◆ Material for this task

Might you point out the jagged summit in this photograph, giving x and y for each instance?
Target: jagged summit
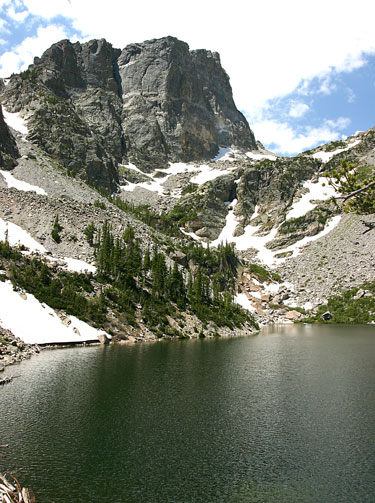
(92, 106)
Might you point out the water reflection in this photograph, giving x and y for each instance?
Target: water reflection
(284, 416)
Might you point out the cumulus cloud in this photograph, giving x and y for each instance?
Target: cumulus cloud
(268, 48)
(284, 139)
(298, 109)
(21, 56)
(18, 16)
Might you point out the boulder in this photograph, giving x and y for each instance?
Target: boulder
(103, 339)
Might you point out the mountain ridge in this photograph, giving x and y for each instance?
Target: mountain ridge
(283, 232)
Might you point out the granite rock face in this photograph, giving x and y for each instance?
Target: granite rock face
(177, 104)
(8, 147)
(91, 106)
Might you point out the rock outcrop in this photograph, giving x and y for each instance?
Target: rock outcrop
(8, 147)
(91, 106)
(177, 104)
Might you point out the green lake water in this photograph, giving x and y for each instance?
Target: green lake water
(285, 416)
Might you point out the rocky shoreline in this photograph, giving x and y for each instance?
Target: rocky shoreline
(14, 350)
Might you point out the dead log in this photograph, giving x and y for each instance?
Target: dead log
(7, 380)
(12, 492)
(370, 225)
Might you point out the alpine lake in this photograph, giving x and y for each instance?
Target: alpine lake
(284, 416)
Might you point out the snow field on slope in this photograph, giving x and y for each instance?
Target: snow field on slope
(249, 240)
(37, 323)
(15, 121)
(258, 156)
(327, 156)
(156, 184)
(18, 236)
(20, 185)
(316, 191)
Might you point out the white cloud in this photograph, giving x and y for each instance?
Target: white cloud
(19, 17)
(268, 48)
(3, 27)
(285, 140)
(298, 109)
(327, 86)
(351, 97)
(21, 56)
(48, 10)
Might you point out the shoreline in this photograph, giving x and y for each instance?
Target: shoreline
(16, 350)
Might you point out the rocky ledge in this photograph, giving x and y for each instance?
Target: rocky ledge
(14, 350)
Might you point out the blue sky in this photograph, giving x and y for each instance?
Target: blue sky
(302, 72)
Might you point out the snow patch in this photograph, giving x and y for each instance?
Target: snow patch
(20, 185)
(76, 265)
(316, 191)
(15, 121)
(208, 174)
(243, 301)
(224, 154)
(37, 323)
(327, 156)
(250, 240)
(256, 156)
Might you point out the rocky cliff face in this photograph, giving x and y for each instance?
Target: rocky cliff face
(91, 106)
(177, 104)
(8, 147)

◆ The task
Retype each entry precisely. Skip images entirely.

◆ Solved problem
Might you point out the jagged summit in this photograph, giving x and y for each instance?
Target: jagged summit
(92, 106)
Might you point out the water reflection in this photograph, giving x and y for each instance?
Target: water reflection
(284, 416)
Might you point out the cumulus cloud in this photograph, giving x and y for each instance?
Target: cumulus cloud
(268, 48)
(284, 139)
(298, 109)
(21, 56)
(18, 16)
Might you point out the boulder in this photograph, giving x and y for each instance?
Target: boulder
(103, 339)
Might you point out the mountain ridge in this photograph, giving x and y for each instance?
Target: mountain ridge
(283, 232)
Might you point out the granite rock face in this photograph, giving x and y for each instance?
Target: granite rock face
(177, 104)
(8, 147)
(91, 106)
Might you point out the rock outcrop in this photograph, giving x and y for each instance?
Target: rock outcrop
(8, 147)
(91, 106)
(177, 104)
Might you point out the green lake water in this photograph, giving x and y for each instance?
Target: green lake water
(285, 416)
Might you point out the rocky shoreline in this photograph, giving x and y for each instance?
Target: rocky shoreline
(14, 350)
Might you point out the dead log in this photograph, giving x and y for each instance?
Target: dead log
(7, 380)
(12, 492)
(370, 225)
Might you point out the alpine lake in this photograph, giving x and y for each instance?
Target: alpine lake
(284, 416)
Might you point out the snow field on slope in this photograph, giving x and y for each instance?
Target: snow field on slope
(249, 240)
(37, 323)
(15, 121)
(258, 156)
(327, 156)
(156, 184)
(18, 236)
(20, 185)
(316, 191)
Might you point out the white cloud in this photograph, giving x and y for each instance?
Target: white cloud
(19, 17)
(268, 48)
(3, 27)
(285, 140)
(298, 109)
(327, 86)
(351, 97)
(21, 56)
(48, 10)
Might you point out the shoreline in this photograph, giving x and y for each instance?
Target: shoreline
(16, 350)
Might you point out the rocky ledge in this photograph, giving x and y for each instance?
Target: rocky ledge
(14, 350)
Might you point out the blue sky in this photograph, giving x and y for each instance?
Target: blue sky
(302, 72)
Might you point out the snow patch in this photograph, giving x and y for each instance?
Target: snow patch
(20, 185)
(76, 265)
(316, 191)
(15, 121)
(208, 174)
(243, 301)
(224, 154)
(37, 323)
(327, 156)
(250, 240)
(256, 156)
Might you point out the rocky cliff face in this photograph, giving x and y for each instance?
Target: rocky cliff face
(91, 106)
(177, 104)
(8, 147)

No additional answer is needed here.